Job = Put every line of the records below into a numbered list, leaving out any blank lines.

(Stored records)
"""
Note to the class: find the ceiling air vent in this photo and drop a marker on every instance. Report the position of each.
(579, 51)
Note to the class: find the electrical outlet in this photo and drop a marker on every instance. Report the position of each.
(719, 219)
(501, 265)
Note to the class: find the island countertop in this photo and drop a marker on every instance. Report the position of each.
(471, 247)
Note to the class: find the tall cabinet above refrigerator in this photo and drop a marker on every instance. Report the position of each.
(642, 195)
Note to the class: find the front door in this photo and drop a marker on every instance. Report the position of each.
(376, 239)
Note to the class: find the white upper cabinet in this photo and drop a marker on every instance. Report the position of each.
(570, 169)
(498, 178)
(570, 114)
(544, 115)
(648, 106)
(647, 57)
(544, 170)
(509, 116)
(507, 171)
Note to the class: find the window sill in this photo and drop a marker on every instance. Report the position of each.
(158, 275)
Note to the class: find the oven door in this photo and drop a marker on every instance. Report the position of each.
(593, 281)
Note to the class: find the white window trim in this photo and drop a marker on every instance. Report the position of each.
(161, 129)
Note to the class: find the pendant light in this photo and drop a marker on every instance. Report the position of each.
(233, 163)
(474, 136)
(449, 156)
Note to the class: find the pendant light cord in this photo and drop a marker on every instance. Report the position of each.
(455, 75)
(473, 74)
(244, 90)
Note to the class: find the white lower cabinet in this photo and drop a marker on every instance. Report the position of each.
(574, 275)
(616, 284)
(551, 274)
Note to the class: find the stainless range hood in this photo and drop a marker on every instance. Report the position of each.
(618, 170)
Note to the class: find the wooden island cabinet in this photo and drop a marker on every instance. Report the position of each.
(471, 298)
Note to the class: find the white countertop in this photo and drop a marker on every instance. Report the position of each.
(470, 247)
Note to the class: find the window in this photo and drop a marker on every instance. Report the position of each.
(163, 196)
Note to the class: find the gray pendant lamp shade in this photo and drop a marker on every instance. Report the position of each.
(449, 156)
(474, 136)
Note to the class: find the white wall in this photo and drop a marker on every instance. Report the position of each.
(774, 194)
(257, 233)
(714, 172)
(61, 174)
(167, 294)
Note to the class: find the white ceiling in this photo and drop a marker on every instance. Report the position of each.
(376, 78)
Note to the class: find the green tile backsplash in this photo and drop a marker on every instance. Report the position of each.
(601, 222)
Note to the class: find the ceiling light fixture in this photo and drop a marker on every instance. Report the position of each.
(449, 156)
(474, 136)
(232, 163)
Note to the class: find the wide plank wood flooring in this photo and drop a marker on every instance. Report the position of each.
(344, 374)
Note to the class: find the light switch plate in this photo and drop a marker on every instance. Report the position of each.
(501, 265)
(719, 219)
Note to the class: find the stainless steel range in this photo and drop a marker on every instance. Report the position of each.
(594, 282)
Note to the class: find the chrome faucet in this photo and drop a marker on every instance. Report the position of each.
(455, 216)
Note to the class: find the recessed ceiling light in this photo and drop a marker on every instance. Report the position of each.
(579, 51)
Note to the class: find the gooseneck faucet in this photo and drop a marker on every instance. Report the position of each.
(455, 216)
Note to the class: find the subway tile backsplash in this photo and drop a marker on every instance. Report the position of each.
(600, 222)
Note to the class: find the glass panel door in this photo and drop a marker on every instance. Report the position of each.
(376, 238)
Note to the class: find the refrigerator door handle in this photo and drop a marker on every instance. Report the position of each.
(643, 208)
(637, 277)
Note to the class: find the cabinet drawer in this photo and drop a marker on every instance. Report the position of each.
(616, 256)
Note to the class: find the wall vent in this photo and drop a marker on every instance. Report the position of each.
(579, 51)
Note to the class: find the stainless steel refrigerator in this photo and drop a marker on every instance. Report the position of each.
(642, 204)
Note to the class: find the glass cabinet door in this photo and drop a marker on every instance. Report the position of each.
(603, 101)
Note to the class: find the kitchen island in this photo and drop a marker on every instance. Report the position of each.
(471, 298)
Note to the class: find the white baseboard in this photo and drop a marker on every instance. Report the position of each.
"""
Result for this exercise =
1. Note to the class: find the ceiling air vent in this photo and drop a marker on every instance. Report the position of each.
2. (579, 51)
3. Note to the class: find the electrical outlet in this photo and drop a marker on every instance. Report the position of each.
4. (719, 219)
5. (501, 265)
6. Note to the class: find the island countertop in this photo and drop a marker on every instance. Report the position of each.
7. (471, 247)
8. Note to the class: find the tall cabinet above refrigerator in this photo and drop a marker on every instance. Report the position of each.
9. (642, 195)
10. Note to the class: find the front door in this photo and drop a marker on every instance. Report the position of each.
11. (376, 239)
12. Note to the class: find the white upper cabinet in this photo and drop a marker on every instance. Report the position of each.
13. (570, 169)
14. (498, 178)
15. (570, 114)
16. (544, 115)
17. (648, 106)
18. (647, 57)
19. (544, 170)
20. (509, 116)
21. (507, 171)
22. Note to the class: find the window sill in this photo and drop a marker on every instance. Report the position of each.
23. (158, 275)
24. Note to the class: find the oven door in this photo and drop a marker on every instance. Report the position of each.
25. (593, 281)
26. Note to the class: find the white window trim in this photo and drop a marker on every instance. Report the position of each.
27. (161, 129)
28. Note to the class: find the pendant light in this photo and drop a marker on every instance. Report the position of each.
29. (233, 163)
30. (474, 136)
31. (449, 156)
32. Note to the class: find the pendant light cord in this photo and drop a marker on every instance. Report the position of each.
33. (455, 75)
34. (473, 74)
35. (244, 90)
36. Note to the class: find the white lower cabinet in this photo and drop a marker on every instance. Report the position of each.
37. (574, 275)
38. (616, 284)
39. (551, 274)
40. Note to the class: find the stainless range hood in this photo and drop a marker on every instance. Report the position of each.
41. (618, 170)
42. Note to the class: find the wooden island cabinet in this photo and drop a marker on every instance. Report the position of each.
43. (471, 298)
44. Note to the class: find the white countertop in this photo and drop a marker on every instance. Report the position of each.
45. (470, 247)
46. Note to the class: find the window in this photo and drop a marker on every instance. Report the position of each.
47. (163, 196)
48. Note to the class: find the gray pendant lamp shade in this photo and drop a marker on every instance. Report the position of each.
49. (449, 156)
50. (474, 136)
51. Note to the class: find the white wall in this photo and drop a marker on every instance. Report the position of each.
52. (774, 194)
53. (257, 233)
54. (714, 172)
55. (61, 174)
56. (167, 294)
57. Note to the class: find the white ceiling in this photo and drop a marker on every instance. Report the position of each.
58. (376, 78)
59. Note to the class: find the green tile backsplash in this photo and drop a marker on every instance. Report the position of each.
60. (601, 222)
61. Note to the class: find the ceiling light fixture in this photo and drop a marker on every instance. Report the position of each.
62. (449, 156)
63. (474, 136)
64. (232, 163)
65. Note to the class: find the wide plank wood flooring in this photo and drop a marker on every instance. Report the position of each.
66. (344, 374)
67. Note to the class: find the light switch plate in this photo and drop a marker on every instance. Report the position of each.
68. (501, 265)
69. (719, 219)
70. Note to the class: find the stainless steel range in this photo and drop a marker on every instance. Report the position of each.
71. (594, 282)
72. Note to the class: find the chrome faucet in this photo and drop a marker on every instance. Report the position of each.
73. (455, 216)
74. Note to the class: find the recessed ceiling light in this photo and drop a marker on every instance. Report the position of each.
75. (579, 51)
76. Note to the class: find the gooseneck faucet in this photo and drop a marker on every instance. Report the position of each.
77. (455, 216)
78. Note to the class: find the subway tile backsplash in this photo and drop a marker on every instance. Report the position of each.
79. (600, 222)
80. Note to the class: find the glass panel door in this photo and drop a marker on every instance. Report the position of each.
81. (376, 238)
82. Note to the class: find the refrigerator door handle in this photo and drop a marker on every instance. Report the position of each.
83. (643, 208)
84. (637, 277)
85. Note to the class: find the cabinet drawer in this photo and drop a marker on every instance. Report the position of each.
86. (616, 256)
87. Note to the class: find the wall vent in this photo and drop a marker on every instance. Report the position of each.
88. (579, 51)
89. Note to the class: find the stainless steel refrigerator in this photo and drop a marker on every instance. Report the position of each.
90. (642, 204)
91. Note to the class: find the glass cabinet door in this photo and drop a marker on every instance. Report the position of each.
92. (603, 101)
93. Note to the class: find the kitchen island in this photo and drop a marker on every instance. Report the position of each.
94. (471, 298)
95. Note to the class: find the white baseboard in this photo and drop a marker on every instance. Report the position of each.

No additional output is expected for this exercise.